##### GIVEN TEXT #####
Compute partials and set them to zero

\[ f'_1(x_1, x_2) = 2 x_1 = 0 \quad \text{and} \quad f'_2(x_1, x_2) = 8 x_2 = 0 \]

Solve for stationary points: we have the unique stationary point \((0, 0)\)
This may be a minimizer or maximizer, but we don’t know for sure

Nasty secret 1: Solving for \((x_1, x_2)\) such that \(f'_1(x_1, x_2) = 0\) and \(f'_2(x_1, x_2) = 0\) can be hard

System of nonlinear equations
Might have no analytical solution
Set of solutions can be a continuum

Example

(Don’t) try to find all stationary points of

\[ f(x_1, x_2) = \frac{\cos(x_1^2 + x_2^2) + x_1^2 + x_1}{2 + p(-x_1^2) + \sin^2(x_2)} \]

Nasty secret 2: This is only a necessary condition! We can not be sure that a found stationary point is a maximizer or minimizer.

Example

_images/1c8fb4d38eb9977b7d2eb1693f5287428f437a54aea0aa3e343a10729e0f6300.png — Fig. 49 Minimizer of a quadratic function \(f(x,y)=x^2+xy+2y^2\)#

_images/3ee75ada21e45f0f082c4795dc645612cde3b77bd3f8411f4f756a5b46a42924.png — Fig. 50 Saddle point of a quadratic function \(f(x,y)=x^2+xy-2y^2\)#

Sufficient first order conditions#

Recall that in the univariate case, the shape of the function that was determined by the second order derivative played an important role.
#####
#### [TASK A]
In the notes on stationary points, rewrite everything from "Compute partials and" down to "point \((0, 0)\)", using "partial derivatives" in place of "partials".
#### [TASK B]
List each short line that the notes on stationary points place between "Nasty secret 1" and the first "Example" heading.
##### RECORDED DATA #####
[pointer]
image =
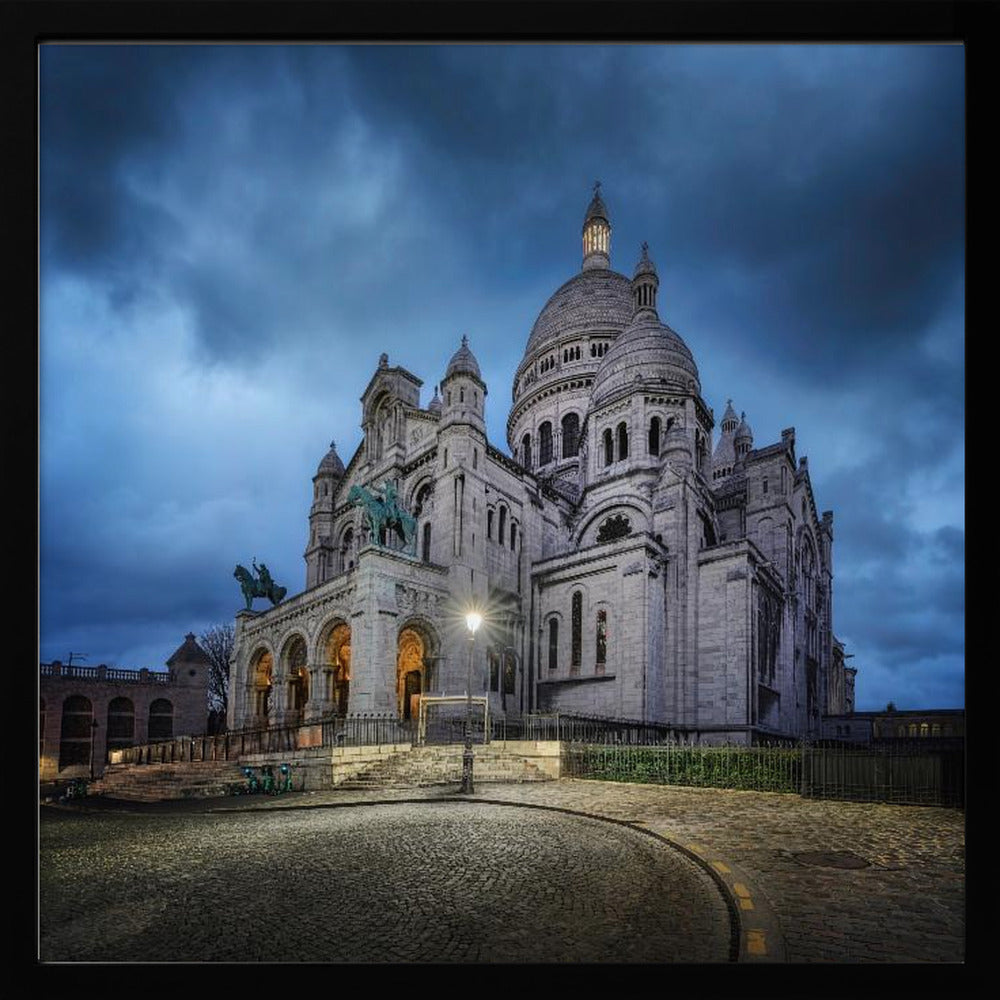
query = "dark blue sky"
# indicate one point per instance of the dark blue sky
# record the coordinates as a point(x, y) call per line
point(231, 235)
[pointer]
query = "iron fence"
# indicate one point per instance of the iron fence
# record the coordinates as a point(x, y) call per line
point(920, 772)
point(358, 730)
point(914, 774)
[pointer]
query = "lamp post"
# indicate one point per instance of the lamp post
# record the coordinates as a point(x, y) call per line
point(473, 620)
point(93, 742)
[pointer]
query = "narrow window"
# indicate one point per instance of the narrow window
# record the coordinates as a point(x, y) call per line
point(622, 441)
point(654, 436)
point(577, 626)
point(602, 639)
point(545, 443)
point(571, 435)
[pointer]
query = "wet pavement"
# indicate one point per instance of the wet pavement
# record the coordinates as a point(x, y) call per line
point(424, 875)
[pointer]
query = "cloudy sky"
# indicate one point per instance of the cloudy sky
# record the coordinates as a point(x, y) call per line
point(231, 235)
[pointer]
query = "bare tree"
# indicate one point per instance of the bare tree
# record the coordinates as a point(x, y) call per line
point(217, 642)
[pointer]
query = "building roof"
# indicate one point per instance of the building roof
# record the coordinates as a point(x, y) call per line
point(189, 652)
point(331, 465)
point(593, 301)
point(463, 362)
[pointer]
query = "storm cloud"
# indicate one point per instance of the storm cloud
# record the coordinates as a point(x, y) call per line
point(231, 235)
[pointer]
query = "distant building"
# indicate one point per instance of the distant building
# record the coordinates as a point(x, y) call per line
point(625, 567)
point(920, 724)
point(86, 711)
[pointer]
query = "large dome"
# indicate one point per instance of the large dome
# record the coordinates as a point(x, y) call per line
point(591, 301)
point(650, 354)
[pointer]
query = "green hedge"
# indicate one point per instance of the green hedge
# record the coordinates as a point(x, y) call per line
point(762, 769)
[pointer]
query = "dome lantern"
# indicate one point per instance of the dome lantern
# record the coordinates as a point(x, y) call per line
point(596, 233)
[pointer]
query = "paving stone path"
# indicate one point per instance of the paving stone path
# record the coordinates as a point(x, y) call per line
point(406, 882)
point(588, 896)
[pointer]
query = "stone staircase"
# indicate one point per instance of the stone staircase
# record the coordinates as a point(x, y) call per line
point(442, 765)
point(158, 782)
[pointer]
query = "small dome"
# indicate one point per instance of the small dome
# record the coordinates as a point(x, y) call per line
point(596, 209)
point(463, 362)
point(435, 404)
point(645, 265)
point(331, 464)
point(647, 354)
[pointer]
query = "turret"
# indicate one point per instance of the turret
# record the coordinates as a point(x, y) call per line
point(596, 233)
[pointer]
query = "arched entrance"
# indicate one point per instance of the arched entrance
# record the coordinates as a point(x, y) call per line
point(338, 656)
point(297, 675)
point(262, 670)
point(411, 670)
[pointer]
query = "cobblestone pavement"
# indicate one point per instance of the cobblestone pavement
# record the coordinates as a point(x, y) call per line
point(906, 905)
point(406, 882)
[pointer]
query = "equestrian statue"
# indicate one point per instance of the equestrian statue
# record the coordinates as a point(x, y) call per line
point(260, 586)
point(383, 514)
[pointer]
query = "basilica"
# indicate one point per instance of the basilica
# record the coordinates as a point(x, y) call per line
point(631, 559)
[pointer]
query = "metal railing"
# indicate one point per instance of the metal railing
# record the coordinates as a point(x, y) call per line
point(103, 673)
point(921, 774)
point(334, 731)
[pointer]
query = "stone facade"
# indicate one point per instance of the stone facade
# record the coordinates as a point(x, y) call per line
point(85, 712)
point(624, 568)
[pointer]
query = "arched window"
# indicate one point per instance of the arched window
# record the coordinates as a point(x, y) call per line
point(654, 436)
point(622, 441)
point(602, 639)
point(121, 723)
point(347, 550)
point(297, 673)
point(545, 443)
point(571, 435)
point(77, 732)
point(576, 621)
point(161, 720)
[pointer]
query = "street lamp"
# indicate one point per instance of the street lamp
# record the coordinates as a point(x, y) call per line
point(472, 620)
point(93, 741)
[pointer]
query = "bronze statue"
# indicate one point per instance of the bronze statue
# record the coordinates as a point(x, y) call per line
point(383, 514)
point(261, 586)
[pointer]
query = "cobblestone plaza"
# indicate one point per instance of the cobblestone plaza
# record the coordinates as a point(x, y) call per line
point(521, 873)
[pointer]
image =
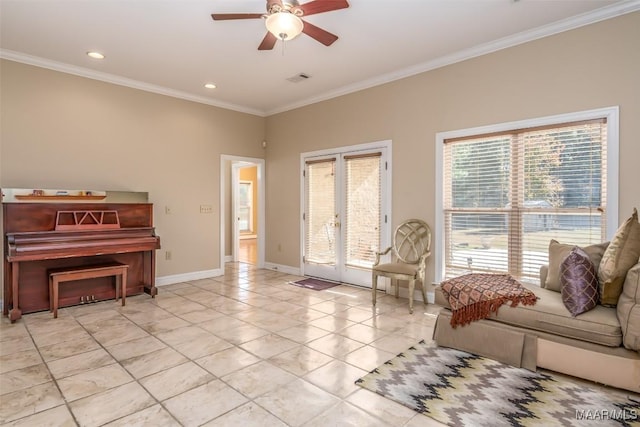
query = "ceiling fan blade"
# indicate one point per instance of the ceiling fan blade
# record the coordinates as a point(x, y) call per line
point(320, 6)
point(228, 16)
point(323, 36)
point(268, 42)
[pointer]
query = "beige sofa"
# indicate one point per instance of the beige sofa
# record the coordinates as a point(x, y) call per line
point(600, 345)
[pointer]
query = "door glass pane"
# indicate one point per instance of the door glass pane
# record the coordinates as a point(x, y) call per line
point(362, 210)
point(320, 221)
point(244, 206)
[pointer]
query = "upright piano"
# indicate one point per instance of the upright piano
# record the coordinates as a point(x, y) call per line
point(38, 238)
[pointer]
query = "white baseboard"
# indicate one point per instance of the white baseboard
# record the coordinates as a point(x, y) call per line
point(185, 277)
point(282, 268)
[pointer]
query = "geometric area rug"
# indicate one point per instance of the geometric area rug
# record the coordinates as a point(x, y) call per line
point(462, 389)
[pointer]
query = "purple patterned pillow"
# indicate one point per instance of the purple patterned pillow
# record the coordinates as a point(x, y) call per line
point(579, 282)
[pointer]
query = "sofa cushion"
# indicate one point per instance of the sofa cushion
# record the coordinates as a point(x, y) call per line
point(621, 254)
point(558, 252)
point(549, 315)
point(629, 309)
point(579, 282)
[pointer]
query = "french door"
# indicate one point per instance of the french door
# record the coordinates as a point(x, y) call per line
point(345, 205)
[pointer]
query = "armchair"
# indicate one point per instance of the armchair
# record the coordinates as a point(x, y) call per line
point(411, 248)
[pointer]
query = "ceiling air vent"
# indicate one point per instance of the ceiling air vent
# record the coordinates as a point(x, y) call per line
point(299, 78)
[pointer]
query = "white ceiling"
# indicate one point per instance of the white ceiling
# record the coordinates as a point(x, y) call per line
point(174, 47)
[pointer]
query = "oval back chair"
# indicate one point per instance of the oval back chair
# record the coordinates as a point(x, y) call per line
#####
#### [WORKED SOLUTION A]
Compute partial derivatives and set them to zero

\[ f'_1(x_1, x_2) = 2 x_1 = 0 \quad \text{and} \quad f'_2(x_1, x_2) = 8 x_2 = 0 \]

Solve for stationary points: we have the unique stationary point \((0, 0)\)

#### [WORKED SOLUTION B]
- System of nonlinear equations
- Might have no analytical solution
- Set of solutions can be a continuum